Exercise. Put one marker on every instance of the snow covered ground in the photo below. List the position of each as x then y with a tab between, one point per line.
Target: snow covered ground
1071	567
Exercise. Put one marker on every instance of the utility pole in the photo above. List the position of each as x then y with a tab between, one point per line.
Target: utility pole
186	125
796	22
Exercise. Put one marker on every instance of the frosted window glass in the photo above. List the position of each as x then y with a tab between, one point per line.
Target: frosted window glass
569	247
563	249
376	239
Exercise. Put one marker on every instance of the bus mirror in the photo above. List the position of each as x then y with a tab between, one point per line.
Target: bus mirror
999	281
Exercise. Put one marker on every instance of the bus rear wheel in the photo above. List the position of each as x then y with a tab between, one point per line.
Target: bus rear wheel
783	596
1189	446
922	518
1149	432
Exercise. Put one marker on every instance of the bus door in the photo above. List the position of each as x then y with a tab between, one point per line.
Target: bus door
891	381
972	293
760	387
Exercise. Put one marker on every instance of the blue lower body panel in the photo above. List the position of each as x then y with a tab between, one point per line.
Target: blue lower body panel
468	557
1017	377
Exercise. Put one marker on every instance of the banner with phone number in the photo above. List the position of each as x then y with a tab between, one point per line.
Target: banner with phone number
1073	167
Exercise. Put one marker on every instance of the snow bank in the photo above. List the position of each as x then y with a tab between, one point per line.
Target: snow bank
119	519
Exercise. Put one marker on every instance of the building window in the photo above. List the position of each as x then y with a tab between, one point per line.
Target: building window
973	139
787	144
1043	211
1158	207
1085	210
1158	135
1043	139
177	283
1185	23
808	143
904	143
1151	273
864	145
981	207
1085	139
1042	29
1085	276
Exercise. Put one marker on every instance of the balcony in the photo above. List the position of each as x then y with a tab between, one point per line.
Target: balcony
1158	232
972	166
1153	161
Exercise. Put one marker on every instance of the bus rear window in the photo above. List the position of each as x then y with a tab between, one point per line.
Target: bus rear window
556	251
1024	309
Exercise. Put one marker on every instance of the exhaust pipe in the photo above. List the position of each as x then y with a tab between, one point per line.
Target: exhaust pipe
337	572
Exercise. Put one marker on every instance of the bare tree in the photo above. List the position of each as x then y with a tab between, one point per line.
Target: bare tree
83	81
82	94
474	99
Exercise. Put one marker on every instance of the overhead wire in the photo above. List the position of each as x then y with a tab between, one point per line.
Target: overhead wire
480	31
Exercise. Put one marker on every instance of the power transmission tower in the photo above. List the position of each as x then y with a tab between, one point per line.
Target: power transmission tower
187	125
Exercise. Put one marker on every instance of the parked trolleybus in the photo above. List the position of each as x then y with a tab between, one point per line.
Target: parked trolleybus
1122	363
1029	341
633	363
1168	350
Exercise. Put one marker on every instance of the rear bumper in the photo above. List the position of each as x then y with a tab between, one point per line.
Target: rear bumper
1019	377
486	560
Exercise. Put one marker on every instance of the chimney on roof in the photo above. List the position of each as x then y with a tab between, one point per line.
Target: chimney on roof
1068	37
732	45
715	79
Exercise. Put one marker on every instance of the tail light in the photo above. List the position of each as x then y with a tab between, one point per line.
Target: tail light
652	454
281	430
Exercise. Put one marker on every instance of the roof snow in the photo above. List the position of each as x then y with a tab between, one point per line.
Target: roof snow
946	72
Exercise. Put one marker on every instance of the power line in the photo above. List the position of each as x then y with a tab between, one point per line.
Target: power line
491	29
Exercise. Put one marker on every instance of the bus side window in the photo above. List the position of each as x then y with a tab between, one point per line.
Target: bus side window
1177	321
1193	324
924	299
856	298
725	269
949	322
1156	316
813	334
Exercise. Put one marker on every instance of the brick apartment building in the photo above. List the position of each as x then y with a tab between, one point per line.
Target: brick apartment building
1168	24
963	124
....
[Written exercise] Rewrite all of the data above, replacing every occurrence of "marker" with "pin" and changing nothing else.

[Solution]
Exercise. Put one pin on every instance of the snow covered ground in the photo below. List the position of each as x then y with a tab between, one point per line.
Target: snow covered ground
1071	567
Exercise. Put one pin on every instance of the utility pole in the photo above. List the position of each as x then y with a tab between, one point per line.
Target: utility pole
186	125
796	22
Exercise. Put one pin on every instance of the frosted window glass in the photo above. List the position of each as x then y with a tab between, one point per line.
Target: frosted window glass
569	247
563	249
376	239
Exercise. Put one pin on every instance of the bus mirror in the photo above. List the position of each as x then y with a tab between, one point per line.
Target: bus mirror
999	281
Exercise. Put one pin on every instance of the bus rear wheel in the photo above. List the position of each as x then y with a tab between, one point per line.
Target: bus rear wheel
783	596
1189	446
922	518
1149	432
Exercise. Put one pin on every instance of the bus door in the photo above. List the position of each as x then y with a tab between, one point per line.
Target: bus door
891	381
972	293
760	387
Exercise. Put one pin on every instance of the blue lower body panel in the photo above. List the position of each as x then y with a tab between, one point per line.
Target: blue lower body panel
468	557
1017	377
Exercise. Put one pin on every instance of the banner with phone number in the photo above. List the position of each as x then y with a tab between, one point per line.
Target: banner with phone number
1073	167
Exercise. Put one pin on every instance of the snow bank in the photo above. List the position of each as x then y with a tab between, one point per line.
Target: snow bank
119	519
Exercise. Put one pin on every instance of the building window in the photo above. List the position of each as x then y with a tab between, one point per line.
Target: building window
973	139
787	144
1043	211
1158	207
1085	210
1158	135
1043	139
177	283
1185	23
808	143
904	143
1151	273
864	145
981	207
1085	139
1042	29
1085	276
Exercise. Put one pin on every instance of the balcony in the photo above. List the position of each as x then y with a tab between, one point per line.
Target: balcony
1158	232
972	166
1153	161
Exercise. Put one pin on every instance of the bus rear window in the photo above. List the position of each as x then y with a tab between, one point per line.
Target: bus rear window
556	251
1024	309
Exercise. Put one pin on every instance of the exhaust pipe in the photo above. List the position of each as x then y with a tab between, one point per line.
Target: exhaust pipe
337	572
Exercise. Put one pin on every instance of the bare tree in the photo above. List the position of each as x then y with a tab between, one point per line.
Target: bare tree
83	81
82	94
474	99
Exercise. Put one pin on every instance of the overhead wire in the photo above. List the position of each as x then y with a tab between, one point per line.
Target: overhead wire
480	31
Exercise. Put one pin on every instance of the power transmission tower in the photo above. List the position of each as x then y with a tab between, one point per line.
Target: power transmission tower
187	125
Exercise. Put one pin on every instance of the parked trolleybus in the photo above. List the position of each as x then y with a tab between, one point per line.
Target: parked trolleybus
1122	363
1029	341
633	363
1168	350
Exercise. Put one pin on every instance of the rear bumper in the photo above. List the position of each as x then y with a tab between, one point per line.
Target: rear bumper
1019	377
486	560
Exercise. Put one pin on every instance of the chimney on roof in the photo above. List the position of each as x then y with a tab between, one point per line.
Target: chimney on roof
1068	37
732	45
715	79
Exercise. Put one pin on every instance of the tail light in the photo above. List the position of each as x then y with a tab between, one point per line.
Target: tail light
652	454
281	430
Exercise. Put one pin on every instance of the roof snow in the photo above. List the position of each as x then y with a tab between, one point per line.
Target: roof snow
946	72
Exercise. Put one pin on every instance of the power line in the photo above. List the position of each as x then y with a tab between, one point per line.
Target: power line
491	29
Exercise. Put one pin on every instance of the bus side window in the photo above. List the position of each as x then y with a tab between, one point per line.
Target: bus side window
1177	321
1193	324
924	299
856	298
725	269
949	322
1156	316
813	334
Exercise. Put one pin on every instance of the brick apartment building in the photo above. List the position of each as x then y with a tab between, one point per line.
Target: brick apartment building
1168	24
963	124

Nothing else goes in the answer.